**EXERCISE INSTRUCTIONS:**
Render each line of the records below as a numbered list, skipping blank lines and leaving the pictures out.

--- START DATA TO PROCESS ---

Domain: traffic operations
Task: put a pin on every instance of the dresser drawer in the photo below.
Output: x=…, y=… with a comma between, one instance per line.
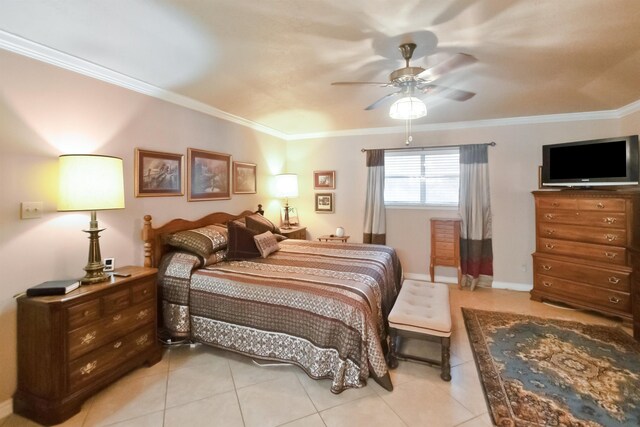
x=603, y=236
x=602, y=204
x=89, y=367
x=109, y=327
x=588, y=218
x=605, y=278
x=613, y=255
x=609, y=300
x=82, y=314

--- END DATA TO PROCESS ---

**FULL RESPONSE:**
1. Domain: traffic operations
2. Task: put a pin on every instance of the dresser drawer in the photo below.
3. Output: x=…, y=… with a comma between, one instance per line.
4. x=603, y=236
5. x=602, y=204
6. x=89, y=367
7. x=109, y=327
8. x=588, y=218
9. x=605, y=278
10. x=613, y=255
11. x=609, y=300
12. x=82, y=314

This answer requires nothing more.